Copy the material from the line containing "of the basketball" through the line containing "column 204, row 259", both included, replacing "white jersey" with "red jersey" and changing nothing else.

Excerpts of pointing data
'''
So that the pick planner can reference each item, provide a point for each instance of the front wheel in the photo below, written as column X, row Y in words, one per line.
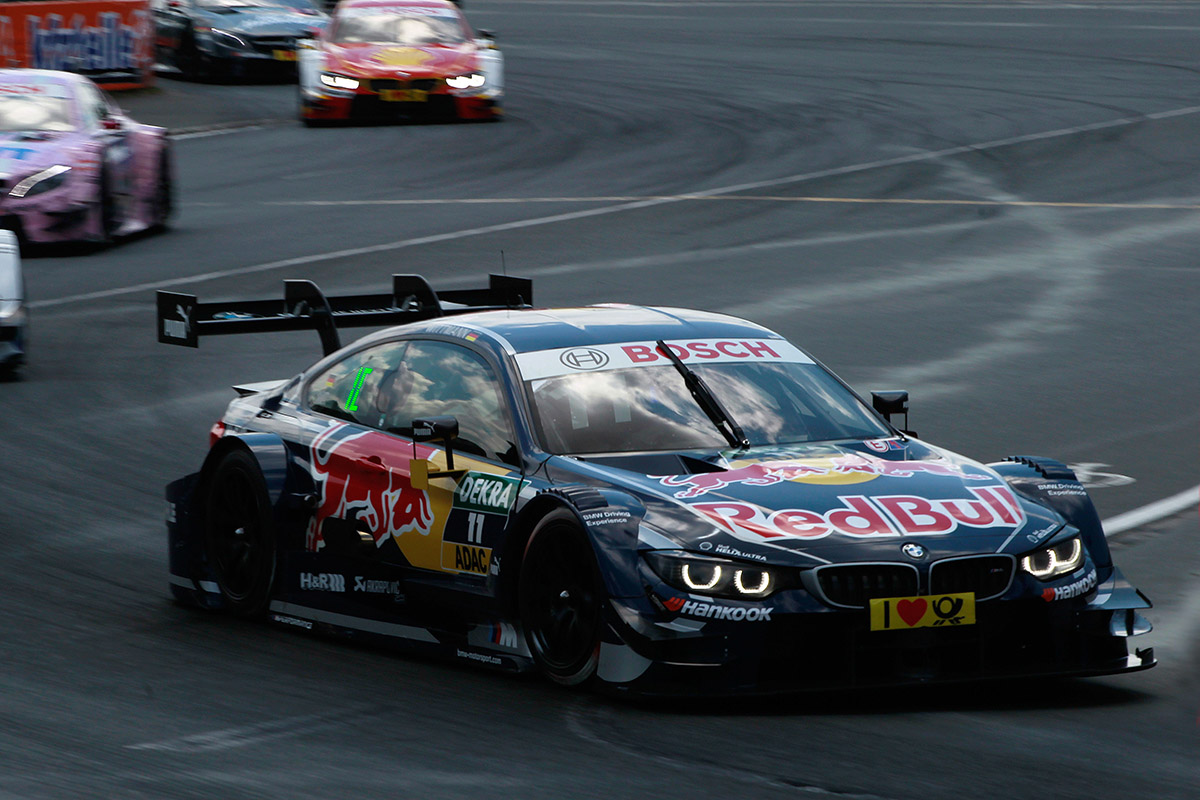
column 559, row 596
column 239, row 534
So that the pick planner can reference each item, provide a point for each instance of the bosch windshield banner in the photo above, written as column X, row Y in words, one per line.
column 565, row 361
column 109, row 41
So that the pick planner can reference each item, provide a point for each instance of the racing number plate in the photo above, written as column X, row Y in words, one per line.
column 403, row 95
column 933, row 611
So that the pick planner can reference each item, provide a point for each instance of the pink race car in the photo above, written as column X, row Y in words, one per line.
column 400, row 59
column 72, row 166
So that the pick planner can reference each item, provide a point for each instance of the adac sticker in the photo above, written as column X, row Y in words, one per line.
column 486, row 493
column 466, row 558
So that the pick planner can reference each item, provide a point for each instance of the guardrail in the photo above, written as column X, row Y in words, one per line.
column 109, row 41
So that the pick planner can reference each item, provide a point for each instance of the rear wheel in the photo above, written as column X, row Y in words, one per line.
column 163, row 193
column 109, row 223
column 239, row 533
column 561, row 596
'''
'''
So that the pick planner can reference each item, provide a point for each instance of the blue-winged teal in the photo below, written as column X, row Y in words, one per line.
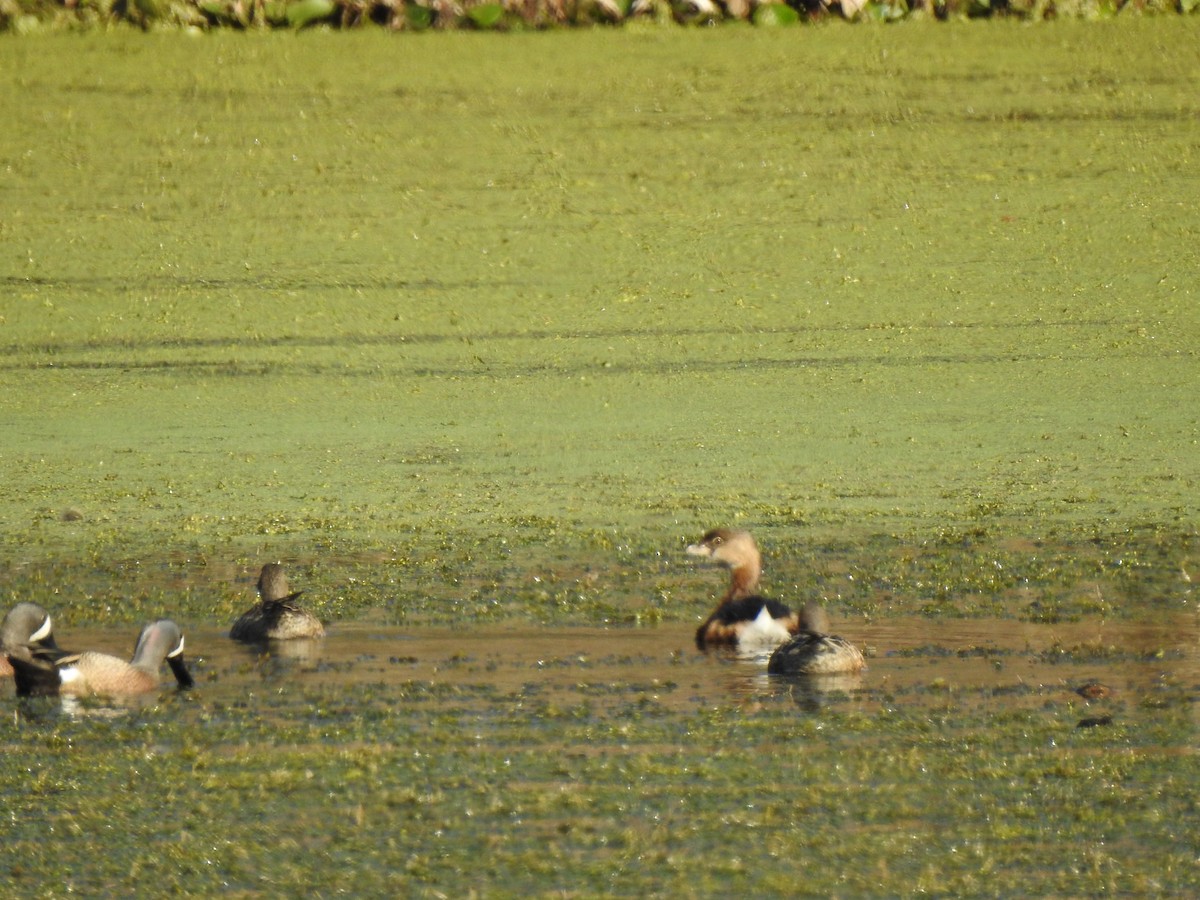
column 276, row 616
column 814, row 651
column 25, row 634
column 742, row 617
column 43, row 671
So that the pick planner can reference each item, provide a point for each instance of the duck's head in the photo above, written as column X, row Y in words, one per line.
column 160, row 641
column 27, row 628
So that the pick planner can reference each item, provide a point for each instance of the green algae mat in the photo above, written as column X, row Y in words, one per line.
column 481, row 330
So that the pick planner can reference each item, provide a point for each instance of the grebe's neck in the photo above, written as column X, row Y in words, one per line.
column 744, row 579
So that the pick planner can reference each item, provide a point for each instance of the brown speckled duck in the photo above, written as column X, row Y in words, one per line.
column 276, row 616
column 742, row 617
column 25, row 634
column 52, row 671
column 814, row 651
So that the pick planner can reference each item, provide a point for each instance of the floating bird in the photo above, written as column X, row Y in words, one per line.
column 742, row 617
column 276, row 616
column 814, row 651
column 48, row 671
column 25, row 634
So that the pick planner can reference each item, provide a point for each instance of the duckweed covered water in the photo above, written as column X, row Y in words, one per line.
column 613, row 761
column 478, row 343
'''
'''
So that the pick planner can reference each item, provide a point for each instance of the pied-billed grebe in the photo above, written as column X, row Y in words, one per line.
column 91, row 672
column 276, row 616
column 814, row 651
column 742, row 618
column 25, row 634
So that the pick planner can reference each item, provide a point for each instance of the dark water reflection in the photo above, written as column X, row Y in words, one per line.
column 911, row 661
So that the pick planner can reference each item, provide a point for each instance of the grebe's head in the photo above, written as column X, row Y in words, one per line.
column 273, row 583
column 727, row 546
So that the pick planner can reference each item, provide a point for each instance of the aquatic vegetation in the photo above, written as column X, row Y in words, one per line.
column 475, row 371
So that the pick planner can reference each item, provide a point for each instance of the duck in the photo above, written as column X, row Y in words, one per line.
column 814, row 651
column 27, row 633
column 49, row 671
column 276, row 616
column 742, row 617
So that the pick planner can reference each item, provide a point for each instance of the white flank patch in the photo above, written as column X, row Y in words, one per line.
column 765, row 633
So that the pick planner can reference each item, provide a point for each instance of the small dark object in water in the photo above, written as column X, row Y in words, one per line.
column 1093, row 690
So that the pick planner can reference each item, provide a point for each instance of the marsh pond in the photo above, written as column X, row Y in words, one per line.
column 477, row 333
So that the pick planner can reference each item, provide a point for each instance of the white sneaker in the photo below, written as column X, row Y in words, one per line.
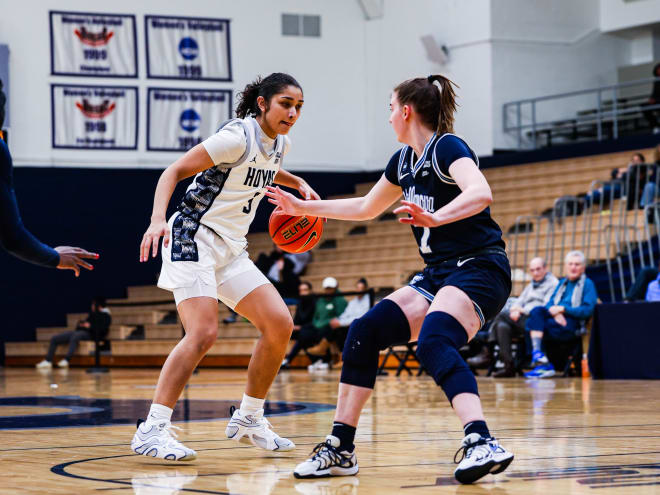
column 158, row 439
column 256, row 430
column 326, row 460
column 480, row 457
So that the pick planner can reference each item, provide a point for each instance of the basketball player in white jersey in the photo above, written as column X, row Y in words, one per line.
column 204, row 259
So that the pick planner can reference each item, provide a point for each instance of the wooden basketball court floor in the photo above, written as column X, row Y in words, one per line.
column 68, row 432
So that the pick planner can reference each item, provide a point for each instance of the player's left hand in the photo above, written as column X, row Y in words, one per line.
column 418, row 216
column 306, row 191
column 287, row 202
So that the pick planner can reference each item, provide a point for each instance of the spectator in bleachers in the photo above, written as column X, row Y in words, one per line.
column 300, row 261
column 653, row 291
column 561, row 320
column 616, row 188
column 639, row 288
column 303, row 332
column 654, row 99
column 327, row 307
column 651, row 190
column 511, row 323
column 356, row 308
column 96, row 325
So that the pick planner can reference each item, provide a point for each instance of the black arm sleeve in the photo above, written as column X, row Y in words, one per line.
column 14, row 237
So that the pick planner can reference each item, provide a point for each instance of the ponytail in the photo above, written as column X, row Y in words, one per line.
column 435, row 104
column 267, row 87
'''
▶ _FINISHED ANSWER_
So that the pick planner can reference each item, provide a point for each instance of the basketball player in red jersey in the photo above, written as column X, row Y in words, one per line.
column 204, row 259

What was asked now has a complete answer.